Data extracts:

==============================

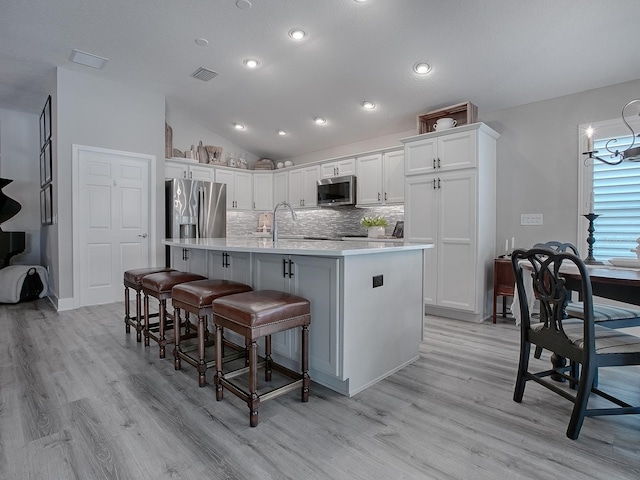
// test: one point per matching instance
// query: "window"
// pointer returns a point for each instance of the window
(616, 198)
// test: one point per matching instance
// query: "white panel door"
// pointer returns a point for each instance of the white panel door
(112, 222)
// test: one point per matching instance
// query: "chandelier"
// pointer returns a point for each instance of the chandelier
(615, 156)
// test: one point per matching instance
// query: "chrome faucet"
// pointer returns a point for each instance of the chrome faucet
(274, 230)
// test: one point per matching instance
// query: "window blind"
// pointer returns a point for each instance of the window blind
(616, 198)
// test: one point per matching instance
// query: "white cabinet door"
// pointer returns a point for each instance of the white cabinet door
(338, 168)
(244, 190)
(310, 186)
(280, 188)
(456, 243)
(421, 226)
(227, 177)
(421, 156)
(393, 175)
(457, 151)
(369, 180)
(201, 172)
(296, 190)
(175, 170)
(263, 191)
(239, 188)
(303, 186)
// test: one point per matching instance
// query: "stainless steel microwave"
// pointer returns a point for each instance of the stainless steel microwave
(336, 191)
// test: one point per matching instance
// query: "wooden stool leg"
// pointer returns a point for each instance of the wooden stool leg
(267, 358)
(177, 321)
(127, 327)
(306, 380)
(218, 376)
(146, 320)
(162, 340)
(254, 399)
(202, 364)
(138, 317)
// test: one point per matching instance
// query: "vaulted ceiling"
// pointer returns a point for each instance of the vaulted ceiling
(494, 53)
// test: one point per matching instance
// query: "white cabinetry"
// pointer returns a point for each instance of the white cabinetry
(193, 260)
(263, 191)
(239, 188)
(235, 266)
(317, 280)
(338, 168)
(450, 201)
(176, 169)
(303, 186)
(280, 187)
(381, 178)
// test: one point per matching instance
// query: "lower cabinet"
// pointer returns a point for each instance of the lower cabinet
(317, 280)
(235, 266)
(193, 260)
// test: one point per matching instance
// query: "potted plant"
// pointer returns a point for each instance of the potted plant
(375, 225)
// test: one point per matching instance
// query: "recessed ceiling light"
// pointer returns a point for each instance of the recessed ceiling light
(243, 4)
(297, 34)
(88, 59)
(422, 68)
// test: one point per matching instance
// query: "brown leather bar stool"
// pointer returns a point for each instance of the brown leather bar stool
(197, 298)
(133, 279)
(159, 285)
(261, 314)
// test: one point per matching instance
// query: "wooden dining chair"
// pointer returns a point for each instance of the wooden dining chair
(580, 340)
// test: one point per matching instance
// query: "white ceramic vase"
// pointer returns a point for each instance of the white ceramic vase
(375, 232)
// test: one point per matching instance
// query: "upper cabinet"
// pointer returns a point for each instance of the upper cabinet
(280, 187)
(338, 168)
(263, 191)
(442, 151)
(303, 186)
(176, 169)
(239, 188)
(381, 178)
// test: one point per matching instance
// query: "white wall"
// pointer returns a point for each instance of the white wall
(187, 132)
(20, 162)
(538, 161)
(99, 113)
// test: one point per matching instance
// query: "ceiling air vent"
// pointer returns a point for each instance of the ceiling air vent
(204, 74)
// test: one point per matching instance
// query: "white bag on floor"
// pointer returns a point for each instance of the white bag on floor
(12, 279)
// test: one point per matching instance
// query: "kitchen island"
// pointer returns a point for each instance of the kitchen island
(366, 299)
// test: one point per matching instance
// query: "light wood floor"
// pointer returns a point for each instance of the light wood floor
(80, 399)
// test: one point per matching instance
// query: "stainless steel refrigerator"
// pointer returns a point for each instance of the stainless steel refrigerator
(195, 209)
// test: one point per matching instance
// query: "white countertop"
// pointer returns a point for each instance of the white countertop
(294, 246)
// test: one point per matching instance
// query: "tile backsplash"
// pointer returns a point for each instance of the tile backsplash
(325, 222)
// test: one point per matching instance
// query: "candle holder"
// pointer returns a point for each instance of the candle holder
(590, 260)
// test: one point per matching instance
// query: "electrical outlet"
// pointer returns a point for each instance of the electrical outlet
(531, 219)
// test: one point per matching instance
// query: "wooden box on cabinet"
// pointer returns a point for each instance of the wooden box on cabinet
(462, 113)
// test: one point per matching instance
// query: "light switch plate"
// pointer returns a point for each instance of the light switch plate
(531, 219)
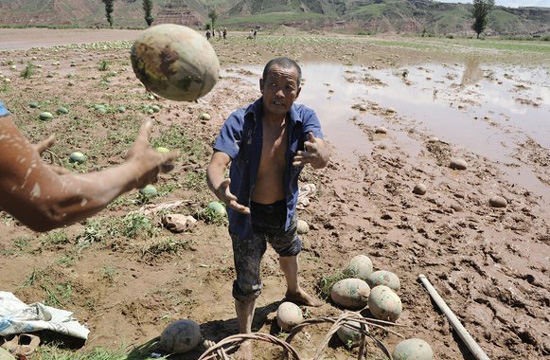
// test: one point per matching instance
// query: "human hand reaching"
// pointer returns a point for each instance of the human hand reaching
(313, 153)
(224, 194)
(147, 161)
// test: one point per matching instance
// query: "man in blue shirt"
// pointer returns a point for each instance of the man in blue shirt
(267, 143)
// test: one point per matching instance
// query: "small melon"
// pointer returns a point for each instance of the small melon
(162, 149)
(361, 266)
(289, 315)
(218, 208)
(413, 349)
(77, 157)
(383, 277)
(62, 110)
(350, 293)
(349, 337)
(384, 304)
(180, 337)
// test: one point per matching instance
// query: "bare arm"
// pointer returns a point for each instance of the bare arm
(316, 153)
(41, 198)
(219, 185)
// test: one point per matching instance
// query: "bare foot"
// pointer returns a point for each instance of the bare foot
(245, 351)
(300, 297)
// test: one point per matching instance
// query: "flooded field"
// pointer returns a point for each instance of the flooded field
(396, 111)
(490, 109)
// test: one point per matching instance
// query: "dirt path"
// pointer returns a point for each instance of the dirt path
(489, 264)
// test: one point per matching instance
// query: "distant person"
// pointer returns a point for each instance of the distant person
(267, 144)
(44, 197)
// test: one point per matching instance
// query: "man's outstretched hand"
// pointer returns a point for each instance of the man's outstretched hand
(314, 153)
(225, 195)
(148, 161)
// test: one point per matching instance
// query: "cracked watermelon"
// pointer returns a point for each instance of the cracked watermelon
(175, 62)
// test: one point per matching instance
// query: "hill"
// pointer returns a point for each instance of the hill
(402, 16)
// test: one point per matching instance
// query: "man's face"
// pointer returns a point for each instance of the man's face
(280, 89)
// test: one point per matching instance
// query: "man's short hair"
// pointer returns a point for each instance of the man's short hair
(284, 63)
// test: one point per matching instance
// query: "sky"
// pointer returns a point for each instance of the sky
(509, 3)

==============================

Your task: In the reply, each line of the data must appear exactly as written, and no picture may appear.

Solved problem:
// test: one point per matching instance
// query: "window"
// pointer returns a point for each instance of the window
(616, 198)
// test: one point per matching instance
// query: "white panel door"
// pointer returns a point for each instance of the white panel door
(112, 222)
// test: one point per matching instance
// query: "chandelier"
// pointer returns a point for each instance of the chandelier
(615, 156)
// test: one point per matching instance
// query: "chrome faucet"
// pointer returns a point for each instance of the chrome faucet
(274, 230)
// test: one point per matching instance
// query: "window blind"
// pointer returns a point for each instance of the window blind
(616, 198)
// test: one point per matching instance
// query: "white cabinet door"
// pointer returns a point for each instance of the white cabinet door
(338, 168)
(244, 190)
(310, 186)
(280, 188)
(456, 243)
(421, 226)
(227, 177)
(421, 156)
(393, 175)
(457, 151)
(369, 180)
(201, 172)
(296, 190)
(175, 170)
(263, 191)
(239, 188)
(303, 186)
// test: one point per matching instance
// query: "stainless steel microwave"
// pointer returns a point for each instance of the stainless steel microwave
(336, 191)
// test: one point per matching instance
// query: "wooden stool leg"
// pointer returns a point for each instance of the wooden stool leg
(267, 358)
(177, 321)
(127, 327)
(306, 380)
(218, 376)
(146, 320)
(162, 340)
(254, 399)
(202, 364)
(138, 317)
// test: one point per matching instance
// query: "vaulted ceiling"
// pointer returns a point for each instance of the vaulted ceiling
(494, 53)
// test: one point per matching instance
// query: "white cabinetry"
// pointer returns a point for each instance of the white cabinetry
(193, 260)
(263, 191)
(239, 188)
(235, 266)
(317, 280)
(338, 168)
(450, 201)
(176, 169)
(303, 186)
(280, 187)
(381, 178)
// test: one point per matching instance
// query: "lower cabinet"
// pointer returns a point for each instance of the lower cabinet
(317, 280)
(235, 266)
(193, 260)
// test: one point per matching instance
// query: "potted plant"
// pointer returns a point for each instance of the potted plant
(375, 225)
// test: one point per matching instance
// query: "recessed ceiling light"
// pointer returns a point for each instance of the recessed ceiling light
(243, 4)
(297, 34)
(88, 59)
(422, 68)
// test: one point per matching instance
// query: "brown leather bar stool"
// pointer returns a point for each instance of the brown leather bar stool
(197, 298)
(133, 279)
(159, 285)
(261, 314)
// test: one point per matching instance
// query: "wooden dining chair"
// pointer returns a point for each instance of the wooden dining chair
(580, 340)
// test: one point per matching instance
// query: "white ceramic vase"
// pointer returns a point for each instance of the white ceramic vase
(375, 232)
// test: one point per matching instance
// query: "upper cabinet"
// pointer returns a point for each instance of the upper cabinet
(280, 187)
(338, 168)
(263, 191)
(442, 151)
(303, 186)
(176, 169)
(239, 188)
(381, 178)
// test: one point per matching instance
// query: "white wall"
// pointer returns a point for each instance of the white wall
(187, 132)
(20, 162)
(538, 161)
(99, 113)
// test: one point per matching instance
// query: "ceiling air vent"
// pointer returns a point for each instance of the ceiling air vent
(204, 74)
// test: one point per matching instance
// query: "white bag on floor"
// pointer returns a point for each instance of the white bag on floor
(12, 279)
// test: one point per matching instance
// query: "kitchen island"
// pointer returns a point for each instance of the kitchen island
(366, 299)
// test: one point per matching instance
// query: "light wood floor"
// pointer returns a point for each instance of the light wood floor
(80, 399)
// test: one point per matching instance
// query: "stainless steel refrigerator"
// pointer returns a point for each instance of the stainless steel refrigerator
(195, 209)
// test: one point per matching instance
// query: "white countertop"
// pointer returns a point for each instance of the white countertop
(294, 246)
// test: one point per matching instance
// query: "tile backsplash"
// pointer returns a point for each instance of the tile backsplash
(325, 222)
// test: one point per matching instance
// query: "candle holder"
// pointer returns a point for each instance of the candle holder
(590, 260)
// test: one point per matching instance
// query: "electrical outlet"
// pointer returns a point for each instance of the electrical outlet
(531, 219)
// test: one point per matching instance
// query: "wooden box on cabinet"
// pointer returns a point for each instance of the wooden box on cabinet
(462, 113)
// test: one point per matching instance
// query: "light switch plate"
// pointer returns a point for each instance of the light switch plate
(531, 219)
// test: one point per matching instance
// query: "human hand reaching"
// pointer returns a point for each instance of the human hand reaching
(313, 153)
(224, 194)
(147, 161)
// test: one point per matching instance
// query: "man in blue shirt"
// pointer returns a point for each instance of the man in blue shirt
(267, 143)
// test: one point per matching instance
// query: "small melon"
// pointer returns a point for each instance of the small melon
(162, 149)
(361, 266)
(289, 315)
(218, 208)
(413, 349)
(77, 157)
(383, 277)
(62, 110)
(350, 293)
(349, 337)
(384, 304)
(180, 337)
// test: one point per matching instance
// query: "bare arm"
// pointer returns a point for each instance of the bare arm
(316, 153)
(41, 198)
(219, 185)
// test: one point per matching instance
// query: "bare foot"
// pointer returns a point for each instance of the bare foot
(245, 351)
(300, 297)
// test: one point per matching instance
// query: "flooded field"
// pointer returns a point for each instance of the flooded field
(396, 111)
(490, 109)
// test: one point per matching instance
// query: "dirt path"
// pointer returns a point for each instance of the dirt path
(489, 264)
// test: one point per matching instance
// query: "distant person"
// pointer returns a point for each instance of the distant person
(267, 144)
(44, 197)
// test: one point per matching instance
// query: "man's outstretched hand"
// pointer returns a point for each instance of the man's outstretched hand
(314, 153)
(225, 195)
(148, 161)
// test: one point per matching instance
// query: "cracked watermelon"
// pointer returns a point for each instance of the cracked watermelon
(175, 62)
// test: one point per matching instance
// query: "hill"
// pointer returns a point for each instance of the hill
(402, 16)
// test: one point per matching instance
// query: "man's face"
// pointer returns a point for each instance of the man's face
(280, 89)
// test: one point per matching instance
// query: "man's short hair"
// pointer returns a point for each instance of the man's short hair
(284, 63)
// test: one point per matching instance
// query: "sky"
// pointer returns a point for each instance of the sky
(509, 3)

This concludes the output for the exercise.